Location identification entries:
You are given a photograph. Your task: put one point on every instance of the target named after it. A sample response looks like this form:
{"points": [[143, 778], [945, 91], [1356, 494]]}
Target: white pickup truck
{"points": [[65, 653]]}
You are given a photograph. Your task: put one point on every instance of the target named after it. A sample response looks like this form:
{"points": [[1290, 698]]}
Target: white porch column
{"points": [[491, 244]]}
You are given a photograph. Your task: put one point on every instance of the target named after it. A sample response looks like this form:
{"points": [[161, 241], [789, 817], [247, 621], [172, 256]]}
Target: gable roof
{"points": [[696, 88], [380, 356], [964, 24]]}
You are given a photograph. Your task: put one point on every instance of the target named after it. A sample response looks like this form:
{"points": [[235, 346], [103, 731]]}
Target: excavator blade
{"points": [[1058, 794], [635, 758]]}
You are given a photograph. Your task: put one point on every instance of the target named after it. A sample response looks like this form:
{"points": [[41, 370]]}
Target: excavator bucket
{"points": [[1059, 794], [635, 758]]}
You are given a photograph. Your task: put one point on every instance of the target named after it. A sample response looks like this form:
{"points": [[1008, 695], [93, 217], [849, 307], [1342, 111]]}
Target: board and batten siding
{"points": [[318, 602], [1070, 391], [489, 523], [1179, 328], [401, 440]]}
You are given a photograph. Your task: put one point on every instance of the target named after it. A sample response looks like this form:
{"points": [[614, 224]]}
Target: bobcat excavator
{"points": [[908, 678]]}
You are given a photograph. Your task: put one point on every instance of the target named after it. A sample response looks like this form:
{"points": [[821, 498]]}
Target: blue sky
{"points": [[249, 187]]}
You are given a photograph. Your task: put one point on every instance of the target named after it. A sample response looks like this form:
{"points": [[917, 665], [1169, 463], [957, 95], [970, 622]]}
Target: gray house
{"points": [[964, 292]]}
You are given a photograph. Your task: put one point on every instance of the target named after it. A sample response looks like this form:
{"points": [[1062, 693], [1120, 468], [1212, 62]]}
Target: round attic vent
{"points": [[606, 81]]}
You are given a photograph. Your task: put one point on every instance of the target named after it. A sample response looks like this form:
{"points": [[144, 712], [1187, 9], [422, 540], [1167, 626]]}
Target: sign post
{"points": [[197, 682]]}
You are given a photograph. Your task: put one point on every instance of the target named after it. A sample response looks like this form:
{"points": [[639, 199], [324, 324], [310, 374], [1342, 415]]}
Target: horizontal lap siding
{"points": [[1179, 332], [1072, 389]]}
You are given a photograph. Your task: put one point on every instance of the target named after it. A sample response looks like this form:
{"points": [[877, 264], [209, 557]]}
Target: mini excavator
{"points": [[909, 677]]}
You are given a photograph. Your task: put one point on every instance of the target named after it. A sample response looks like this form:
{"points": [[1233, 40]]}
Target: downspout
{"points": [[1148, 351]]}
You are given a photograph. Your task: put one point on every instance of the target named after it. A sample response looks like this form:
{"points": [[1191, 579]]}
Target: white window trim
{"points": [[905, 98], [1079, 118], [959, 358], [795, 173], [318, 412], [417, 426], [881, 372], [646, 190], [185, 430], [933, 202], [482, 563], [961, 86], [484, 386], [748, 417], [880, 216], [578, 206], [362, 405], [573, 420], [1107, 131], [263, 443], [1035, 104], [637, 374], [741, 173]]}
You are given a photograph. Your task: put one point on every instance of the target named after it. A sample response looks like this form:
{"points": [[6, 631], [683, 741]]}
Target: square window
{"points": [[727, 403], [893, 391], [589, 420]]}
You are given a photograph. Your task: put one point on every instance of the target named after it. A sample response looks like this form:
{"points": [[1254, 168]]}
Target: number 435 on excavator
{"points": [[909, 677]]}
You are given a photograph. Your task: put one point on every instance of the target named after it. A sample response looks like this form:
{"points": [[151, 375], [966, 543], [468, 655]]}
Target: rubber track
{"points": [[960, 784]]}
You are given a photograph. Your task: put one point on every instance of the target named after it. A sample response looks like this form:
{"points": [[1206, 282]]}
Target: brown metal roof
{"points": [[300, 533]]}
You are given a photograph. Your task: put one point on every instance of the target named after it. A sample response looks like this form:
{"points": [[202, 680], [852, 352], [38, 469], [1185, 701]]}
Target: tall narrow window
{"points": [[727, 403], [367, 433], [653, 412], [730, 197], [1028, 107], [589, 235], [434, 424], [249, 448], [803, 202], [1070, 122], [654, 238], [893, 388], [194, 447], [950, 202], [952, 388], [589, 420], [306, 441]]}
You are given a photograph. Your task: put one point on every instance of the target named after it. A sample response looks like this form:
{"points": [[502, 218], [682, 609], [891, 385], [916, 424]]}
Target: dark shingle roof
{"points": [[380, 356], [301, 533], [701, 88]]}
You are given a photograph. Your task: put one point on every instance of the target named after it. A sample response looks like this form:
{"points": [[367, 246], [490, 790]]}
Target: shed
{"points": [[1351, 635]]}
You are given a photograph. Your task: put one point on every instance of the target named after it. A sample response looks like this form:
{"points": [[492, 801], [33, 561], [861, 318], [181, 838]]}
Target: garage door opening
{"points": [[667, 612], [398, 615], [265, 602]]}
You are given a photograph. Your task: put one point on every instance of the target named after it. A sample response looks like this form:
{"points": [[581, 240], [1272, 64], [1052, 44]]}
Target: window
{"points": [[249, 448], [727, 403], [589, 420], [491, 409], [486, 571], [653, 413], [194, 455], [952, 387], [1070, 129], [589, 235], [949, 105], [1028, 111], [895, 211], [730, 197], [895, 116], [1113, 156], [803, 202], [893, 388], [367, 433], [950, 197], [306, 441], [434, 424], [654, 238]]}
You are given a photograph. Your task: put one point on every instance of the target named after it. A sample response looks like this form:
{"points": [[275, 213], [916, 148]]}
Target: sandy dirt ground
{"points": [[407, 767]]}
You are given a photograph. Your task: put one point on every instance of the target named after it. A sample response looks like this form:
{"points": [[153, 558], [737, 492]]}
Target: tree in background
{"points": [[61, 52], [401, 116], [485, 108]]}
...
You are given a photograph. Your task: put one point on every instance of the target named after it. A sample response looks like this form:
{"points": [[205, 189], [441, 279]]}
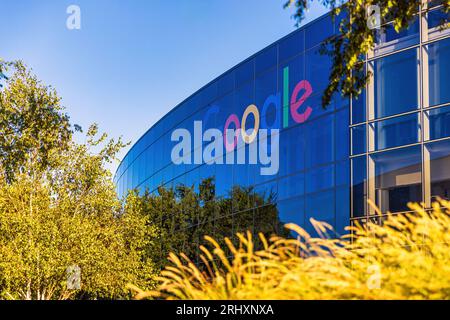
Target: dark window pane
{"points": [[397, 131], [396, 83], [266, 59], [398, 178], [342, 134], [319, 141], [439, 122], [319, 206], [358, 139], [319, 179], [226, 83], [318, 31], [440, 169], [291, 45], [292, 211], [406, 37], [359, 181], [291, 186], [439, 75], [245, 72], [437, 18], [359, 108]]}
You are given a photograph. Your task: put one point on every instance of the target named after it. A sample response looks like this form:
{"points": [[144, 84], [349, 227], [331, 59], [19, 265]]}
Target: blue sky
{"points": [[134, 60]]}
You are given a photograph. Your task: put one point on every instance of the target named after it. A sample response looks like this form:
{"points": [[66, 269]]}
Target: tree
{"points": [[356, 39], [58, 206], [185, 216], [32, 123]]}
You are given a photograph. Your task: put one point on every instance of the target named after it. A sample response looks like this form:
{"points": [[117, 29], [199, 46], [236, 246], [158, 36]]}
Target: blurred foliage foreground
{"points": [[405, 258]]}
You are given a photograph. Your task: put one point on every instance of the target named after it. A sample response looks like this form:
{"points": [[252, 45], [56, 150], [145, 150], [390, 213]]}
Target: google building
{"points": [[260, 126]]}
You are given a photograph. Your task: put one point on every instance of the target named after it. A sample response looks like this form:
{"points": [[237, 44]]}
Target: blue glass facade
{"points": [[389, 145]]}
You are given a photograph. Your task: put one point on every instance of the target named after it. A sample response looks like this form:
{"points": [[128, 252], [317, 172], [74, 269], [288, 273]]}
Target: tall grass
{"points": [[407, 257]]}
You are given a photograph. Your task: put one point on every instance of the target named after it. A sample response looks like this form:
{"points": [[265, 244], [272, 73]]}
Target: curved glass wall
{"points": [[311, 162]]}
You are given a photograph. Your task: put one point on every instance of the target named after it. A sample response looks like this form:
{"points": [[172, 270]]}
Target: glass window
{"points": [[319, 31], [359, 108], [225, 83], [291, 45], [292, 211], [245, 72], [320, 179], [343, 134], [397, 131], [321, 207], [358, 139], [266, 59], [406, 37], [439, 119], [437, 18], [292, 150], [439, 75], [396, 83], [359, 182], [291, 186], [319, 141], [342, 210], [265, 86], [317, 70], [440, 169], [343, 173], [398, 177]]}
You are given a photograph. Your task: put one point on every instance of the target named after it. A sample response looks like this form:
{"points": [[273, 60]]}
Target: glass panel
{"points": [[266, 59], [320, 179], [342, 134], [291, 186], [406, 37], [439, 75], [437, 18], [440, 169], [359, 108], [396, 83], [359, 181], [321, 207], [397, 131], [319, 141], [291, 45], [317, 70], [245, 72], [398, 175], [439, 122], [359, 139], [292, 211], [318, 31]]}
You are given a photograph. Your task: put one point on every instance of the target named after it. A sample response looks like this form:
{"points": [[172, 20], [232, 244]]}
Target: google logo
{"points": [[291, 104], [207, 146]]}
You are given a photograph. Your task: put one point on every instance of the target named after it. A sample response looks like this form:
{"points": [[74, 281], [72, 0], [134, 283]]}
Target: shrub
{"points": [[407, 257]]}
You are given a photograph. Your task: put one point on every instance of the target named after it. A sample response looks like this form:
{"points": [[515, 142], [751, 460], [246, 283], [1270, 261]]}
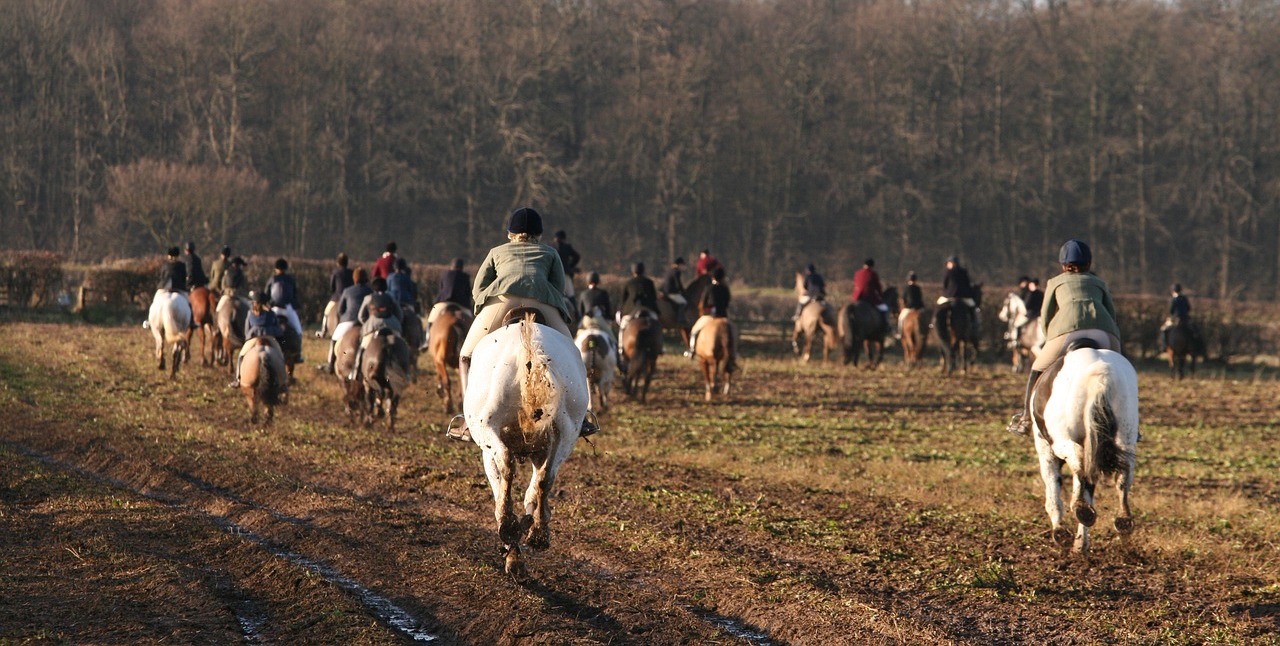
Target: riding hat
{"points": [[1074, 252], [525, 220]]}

Short task: Gather every line of the entries above that contains the string "window", and copy each one.

Task result:
Target: white window trim
Target: square window
Target: tall narrow window
Target: window
Target: dark window pane
Target: glass window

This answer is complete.